Tasks for this exercise:
1. Write out the agent teams transcript from "Would you list" up to and including "that configured yet.".
2. Pick up the agent teams transcript after its final sentence and keep it going.

[Document excerpt Boundary: Start]

So that's the different with agent,
the difference with agent teams.
And I'm actually going to show you guys how to set this up.
And I'm going to show you a couple examples that I actually
implemented yesterday on stream and a couple of my thoughts
with agent teams.
Now I'm going to drop this link in the description below.
And the best way to be able to set this up is to literally
just drop the link into cloud code and ask it,
would you confirm that this is set up and enabled with my
cloud code?
If it isn't,
make sure you enable it that just give it that prompt.
I already have mine enabled.
So this isn't going to do anything for me.
I already have it enabled,
but let's now go over to this agent down here.
And what we're going to do is how many teams are
configured?
Would you list out the teams that are associated with my
cloud code?
So we're going to,
we're going to ask it what it's a cloud code,
but we're going to ask it what teams we actually
configured,
because basically what I was doing yesterday is I was
setting up multiple agent teams.
And you can see here, I have an API security review team,
and then I also have a code quality fix team.
So I have these teams here and let's actually,
can I drag this?
Okay.
I don't have that configured yet.
So with this, you can see that these teams, for example,
code quality fix.
So the purpose of this team is to fix all bugs and clean up
AI slop across the bridge mind mono repo.
So there's a team lead, and that is that, that's,
that's the team lead.
That's this here.
So rather than it just being a main agent that all the sub
-agents talk to,
now you have a team lead and that's what it looks like.
So the team lead, we have a UI fixer.
So this is a front end bug fixer.
We have an admin fixer, the admin panel bug fixer.
So it's three members in total, and they both are,
you know, three members in total,
both workers are general purpose agents, right?
So these, these agents are working together as a team.

[Document excerpt Boundary: End]
[Listed records Boundary: Start]

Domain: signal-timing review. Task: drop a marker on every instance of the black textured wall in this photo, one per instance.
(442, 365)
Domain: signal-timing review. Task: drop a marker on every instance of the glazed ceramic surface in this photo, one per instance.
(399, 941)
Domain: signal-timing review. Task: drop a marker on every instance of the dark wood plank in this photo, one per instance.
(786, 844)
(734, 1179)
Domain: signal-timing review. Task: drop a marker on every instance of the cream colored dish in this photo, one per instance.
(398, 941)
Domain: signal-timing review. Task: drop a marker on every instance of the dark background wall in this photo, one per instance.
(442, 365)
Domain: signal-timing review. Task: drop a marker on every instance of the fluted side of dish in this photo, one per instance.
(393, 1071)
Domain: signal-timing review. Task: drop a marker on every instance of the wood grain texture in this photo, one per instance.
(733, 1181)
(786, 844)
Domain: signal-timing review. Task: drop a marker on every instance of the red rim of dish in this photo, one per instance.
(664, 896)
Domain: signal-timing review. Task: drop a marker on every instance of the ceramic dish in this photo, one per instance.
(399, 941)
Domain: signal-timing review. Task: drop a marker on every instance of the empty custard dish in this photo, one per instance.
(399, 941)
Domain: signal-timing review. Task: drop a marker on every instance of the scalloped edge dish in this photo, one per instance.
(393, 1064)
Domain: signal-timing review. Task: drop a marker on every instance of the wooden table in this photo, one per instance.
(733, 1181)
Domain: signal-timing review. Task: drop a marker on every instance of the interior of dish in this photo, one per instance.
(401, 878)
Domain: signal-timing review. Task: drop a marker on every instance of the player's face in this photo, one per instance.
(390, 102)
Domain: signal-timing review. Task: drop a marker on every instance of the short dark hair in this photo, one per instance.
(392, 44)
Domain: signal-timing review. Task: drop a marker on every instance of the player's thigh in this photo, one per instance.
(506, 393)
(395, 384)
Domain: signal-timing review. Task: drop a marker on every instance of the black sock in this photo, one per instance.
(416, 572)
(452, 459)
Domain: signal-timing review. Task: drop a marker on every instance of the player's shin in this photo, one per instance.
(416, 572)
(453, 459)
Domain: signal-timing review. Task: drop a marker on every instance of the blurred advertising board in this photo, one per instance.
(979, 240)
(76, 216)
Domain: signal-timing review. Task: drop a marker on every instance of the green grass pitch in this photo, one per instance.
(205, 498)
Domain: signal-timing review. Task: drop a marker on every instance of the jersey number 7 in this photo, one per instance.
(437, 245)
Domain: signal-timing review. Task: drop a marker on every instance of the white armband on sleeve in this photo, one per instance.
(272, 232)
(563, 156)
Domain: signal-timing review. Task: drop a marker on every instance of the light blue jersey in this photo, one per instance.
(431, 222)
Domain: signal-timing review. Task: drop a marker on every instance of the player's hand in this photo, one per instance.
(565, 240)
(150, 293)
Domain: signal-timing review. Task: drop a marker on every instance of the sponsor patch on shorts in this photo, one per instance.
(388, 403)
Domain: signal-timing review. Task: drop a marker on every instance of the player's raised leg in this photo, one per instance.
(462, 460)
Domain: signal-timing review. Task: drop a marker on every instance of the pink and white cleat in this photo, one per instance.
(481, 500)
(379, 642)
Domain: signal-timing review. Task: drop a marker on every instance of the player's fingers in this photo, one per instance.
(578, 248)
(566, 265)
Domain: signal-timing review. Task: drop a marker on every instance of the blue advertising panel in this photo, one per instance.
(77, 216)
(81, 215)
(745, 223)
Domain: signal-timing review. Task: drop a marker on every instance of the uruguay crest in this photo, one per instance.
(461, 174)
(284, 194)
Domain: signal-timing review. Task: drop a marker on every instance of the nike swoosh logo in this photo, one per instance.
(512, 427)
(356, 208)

[Listed records Boundary: End]

Exercise results:
1.
Would you list out the teams that are associated with my
cloud code?
So we're going to,
we're going to ask it what it's a cloud code,
but we're going to ask it what teams we actually
configured,
because basically what I was doing yesterday is I was
setting up multiple agent teams.
And you can see here, I have an API security review team,
and then I also have a code quality fix team.
So I have these teams here and let's actually,
can I drag this?
Okay.
I don't have that configured yet.

2.
And then we also have an API security review.
And with that team, you can see that I have a team lead,
an auth deep auditor, a biz logic auditor,
an exposure auditor, and a verify auditor.
Okay.
So we have these teams and I'm going to show you what it
looks like to actually run one of these.
Okay.
So.
We're going to use the API security review two team.
Okay, I want you to enable the API and hold on.
I'm not gonna say enable.
I'm just gonna say I want to work with the API security
review team and I want this team to do an in-depth review
of the bridge mind API and do an audit of our API security
any findings that the team finds should be outputted and
inputted into a readme file of the findings with detailed
descriptions of each finding so that we can complete the
task and make sure that the API is secure.
Okay,
so we're going to drop this in right and what you guys are
going to see is you're going to see Opus 4.6 be able to
work as a team.
So it says I'll set up a security audit team to thoroughly
review the bridge mind API.
Let me create the team and organize the work.
Okay, so actually what it did here.
Hold on.
Did it just create a new team?
Hold on.
What did it not actually let me create the team.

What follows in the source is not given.